## Requirement
Copy the lines below word for word, starting at the line that contains "Where can the grassy bank" and continuing through the last line.

## Rows
__________

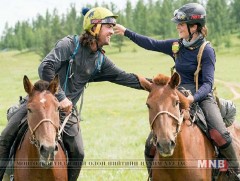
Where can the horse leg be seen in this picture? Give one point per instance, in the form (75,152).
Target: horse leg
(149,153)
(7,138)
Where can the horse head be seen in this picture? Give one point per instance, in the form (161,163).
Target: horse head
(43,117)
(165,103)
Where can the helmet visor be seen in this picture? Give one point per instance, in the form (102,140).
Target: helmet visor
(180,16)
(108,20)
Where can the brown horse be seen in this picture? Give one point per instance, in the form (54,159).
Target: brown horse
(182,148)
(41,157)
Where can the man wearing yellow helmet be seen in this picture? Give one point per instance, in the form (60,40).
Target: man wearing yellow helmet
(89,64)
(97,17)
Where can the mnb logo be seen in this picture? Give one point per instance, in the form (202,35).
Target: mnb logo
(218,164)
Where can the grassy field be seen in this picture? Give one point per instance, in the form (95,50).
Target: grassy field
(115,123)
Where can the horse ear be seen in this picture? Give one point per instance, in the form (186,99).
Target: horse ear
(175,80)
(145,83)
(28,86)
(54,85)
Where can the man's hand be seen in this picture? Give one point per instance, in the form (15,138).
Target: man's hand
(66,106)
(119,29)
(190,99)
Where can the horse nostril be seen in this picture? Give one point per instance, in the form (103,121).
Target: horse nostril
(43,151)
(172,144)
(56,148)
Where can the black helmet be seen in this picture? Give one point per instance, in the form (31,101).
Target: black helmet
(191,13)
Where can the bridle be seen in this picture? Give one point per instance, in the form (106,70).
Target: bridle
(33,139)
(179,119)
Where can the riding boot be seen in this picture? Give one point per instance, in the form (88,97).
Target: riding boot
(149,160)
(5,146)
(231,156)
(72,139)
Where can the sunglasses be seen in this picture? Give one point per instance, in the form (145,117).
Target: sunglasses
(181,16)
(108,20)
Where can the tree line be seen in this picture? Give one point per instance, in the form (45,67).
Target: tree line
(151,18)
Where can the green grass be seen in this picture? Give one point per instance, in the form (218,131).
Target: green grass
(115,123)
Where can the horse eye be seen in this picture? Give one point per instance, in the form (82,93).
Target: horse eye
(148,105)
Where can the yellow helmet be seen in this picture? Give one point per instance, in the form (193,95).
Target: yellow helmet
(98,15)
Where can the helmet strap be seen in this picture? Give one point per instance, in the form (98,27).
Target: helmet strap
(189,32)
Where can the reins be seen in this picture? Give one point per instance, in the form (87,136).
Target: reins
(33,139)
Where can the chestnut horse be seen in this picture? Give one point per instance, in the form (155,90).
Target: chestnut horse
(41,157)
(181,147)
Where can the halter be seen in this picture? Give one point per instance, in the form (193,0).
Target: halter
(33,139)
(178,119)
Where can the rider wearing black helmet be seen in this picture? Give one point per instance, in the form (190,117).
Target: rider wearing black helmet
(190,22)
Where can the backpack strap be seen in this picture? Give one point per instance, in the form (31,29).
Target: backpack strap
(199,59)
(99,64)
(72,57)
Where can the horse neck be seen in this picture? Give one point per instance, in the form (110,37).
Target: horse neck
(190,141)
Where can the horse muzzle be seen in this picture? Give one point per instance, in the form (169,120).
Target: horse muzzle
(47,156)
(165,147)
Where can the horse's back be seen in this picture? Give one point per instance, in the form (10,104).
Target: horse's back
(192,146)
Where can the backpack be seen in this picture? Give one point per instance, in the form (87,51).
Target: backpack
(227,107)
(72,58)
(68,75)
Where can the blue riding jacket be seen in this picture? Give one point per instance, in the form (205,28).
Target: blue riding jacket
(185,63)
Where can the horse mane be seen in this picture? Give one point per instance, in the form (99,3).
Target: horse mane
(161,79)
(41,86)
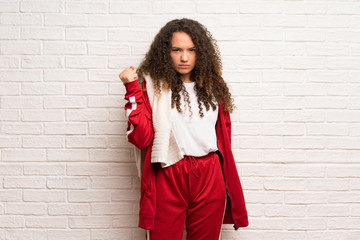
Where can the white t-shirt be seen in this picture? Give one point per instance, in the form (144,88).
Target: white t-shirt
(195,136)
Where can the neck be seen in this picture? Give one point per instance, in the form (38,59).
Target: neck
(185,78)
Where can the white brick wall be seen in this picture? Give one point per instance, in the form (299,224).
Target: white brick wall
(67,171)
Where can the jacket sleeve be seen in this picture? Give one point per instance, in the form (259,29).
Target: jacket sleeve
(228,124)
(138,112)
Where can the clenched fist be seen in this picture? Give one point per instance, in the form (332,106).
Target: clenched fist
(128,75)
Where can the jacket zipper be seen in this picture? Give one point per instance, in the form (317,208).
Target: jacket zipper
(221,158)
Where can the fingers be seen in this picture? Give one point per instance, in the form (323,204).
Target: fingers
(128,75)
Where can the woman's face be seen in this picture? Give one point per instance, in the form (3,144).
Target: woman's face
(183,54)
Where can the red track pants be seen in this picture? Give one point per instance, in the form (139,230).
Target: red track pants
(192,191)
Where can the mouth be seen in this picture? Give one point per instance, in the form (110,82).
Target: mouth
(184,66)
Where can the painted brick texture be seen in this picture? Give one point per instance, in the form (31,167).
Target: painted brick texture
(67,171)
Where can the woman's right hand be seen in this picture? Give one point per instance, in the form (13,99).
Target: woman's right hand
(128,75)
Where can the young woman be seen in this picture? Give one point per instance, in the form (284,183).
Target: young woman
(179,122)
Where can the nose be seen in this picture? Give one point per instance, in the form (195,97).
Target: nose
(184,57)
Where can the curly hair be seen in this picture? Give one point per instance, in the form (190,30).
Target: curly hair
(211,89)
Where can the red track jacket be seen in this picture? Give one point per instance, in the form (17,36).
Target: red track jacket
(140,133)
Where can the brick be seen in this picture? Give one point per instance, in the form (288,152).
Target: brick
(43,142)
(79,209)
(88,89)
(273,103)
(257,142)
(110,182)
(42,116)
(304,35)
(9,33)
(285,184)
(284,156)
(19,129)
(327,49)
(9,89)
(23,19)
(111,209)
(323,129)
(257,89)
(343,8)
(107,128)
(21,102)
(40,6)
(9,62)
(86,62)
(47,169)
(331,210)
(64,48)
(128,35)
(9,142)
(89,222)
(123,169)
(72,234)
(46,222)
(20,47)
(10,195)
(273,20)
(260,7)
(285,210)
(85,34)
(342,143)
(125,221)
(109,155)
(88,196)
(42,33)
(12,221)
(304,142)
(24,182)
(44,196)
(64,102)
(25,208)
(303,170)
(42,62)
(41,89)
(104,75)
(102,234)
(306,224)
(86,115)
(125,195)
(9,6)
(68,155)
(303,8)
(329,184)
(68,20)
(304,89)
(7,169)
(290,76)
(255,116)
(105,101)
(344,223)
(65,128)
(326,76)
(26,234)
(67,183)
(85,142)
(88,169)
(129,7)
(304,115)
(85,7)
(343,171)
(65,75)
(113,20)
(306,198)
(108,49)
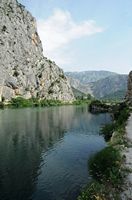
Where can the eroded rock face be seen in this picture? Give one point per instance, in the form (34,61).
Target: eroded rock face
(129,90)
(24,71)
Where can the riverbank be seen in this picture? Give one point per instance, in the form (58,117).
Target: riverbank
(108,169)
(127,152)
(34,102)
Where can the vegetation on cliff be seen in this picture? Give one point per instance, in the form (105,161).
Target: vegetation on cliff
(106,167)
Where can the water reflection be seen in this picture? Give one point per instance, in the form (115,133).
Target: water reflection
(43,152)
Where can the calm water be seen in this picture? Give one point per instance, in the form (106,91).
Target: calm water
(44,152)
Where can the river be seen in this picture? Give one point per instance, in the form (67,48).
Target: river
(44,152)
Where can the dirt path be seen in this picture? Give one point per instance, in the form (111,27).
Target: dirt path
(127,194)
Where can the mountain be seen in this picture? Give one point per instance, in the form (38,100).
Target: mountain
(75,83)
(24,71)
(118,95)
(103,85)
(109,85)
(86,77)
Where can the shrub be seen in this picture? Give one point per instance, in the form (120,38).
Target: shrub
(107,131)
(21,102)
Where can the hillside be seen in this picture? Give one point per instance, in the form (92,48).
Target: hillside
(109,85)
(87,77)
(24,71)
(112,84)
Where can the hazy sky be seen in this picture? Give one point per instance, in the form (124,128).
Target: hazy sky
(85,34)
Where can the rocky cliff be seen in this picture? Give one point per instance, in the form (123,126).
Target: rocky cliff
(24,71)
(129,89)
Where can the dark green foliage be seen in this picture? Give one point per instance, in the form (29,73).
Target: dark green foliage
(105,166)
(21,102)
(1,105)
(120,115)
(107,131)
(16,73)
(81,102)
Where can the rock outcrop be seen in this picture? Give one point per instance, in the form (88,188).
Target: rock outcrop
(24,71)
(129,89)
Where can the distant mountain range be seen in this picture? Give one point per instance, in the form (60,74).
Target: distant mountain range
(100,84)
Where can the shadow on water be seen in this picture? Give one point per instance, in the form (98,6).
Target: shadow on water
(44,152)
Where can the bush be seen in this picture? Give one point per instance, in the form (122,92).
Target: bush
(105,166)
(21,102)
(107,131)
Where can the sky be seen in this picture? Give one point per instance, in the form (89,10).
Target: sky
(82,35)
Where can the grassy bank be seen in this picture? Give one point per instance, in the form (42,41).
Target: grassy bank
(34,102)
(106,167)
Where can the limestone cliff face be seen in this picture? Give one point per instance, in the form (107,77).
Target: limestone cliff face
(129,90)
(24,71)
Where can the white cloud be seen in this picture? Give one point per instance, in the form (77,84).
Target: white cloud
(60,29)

__________

## Output for this task
Where can the grassy bank be seen in this picture? Give one point per instance, in the form (42,41).
Target: grassy bank
(34,102)
(106,167)
Where can the limestone cliff face be seen in this picture? Give one point per instance, in the form (107,77).
Target: limestone cliff face
(129,90)
(24,71)
Where can the white cloud be seen in this picture? Give one point per instance, in the form (77,84).
Target: white cloud
(60,29)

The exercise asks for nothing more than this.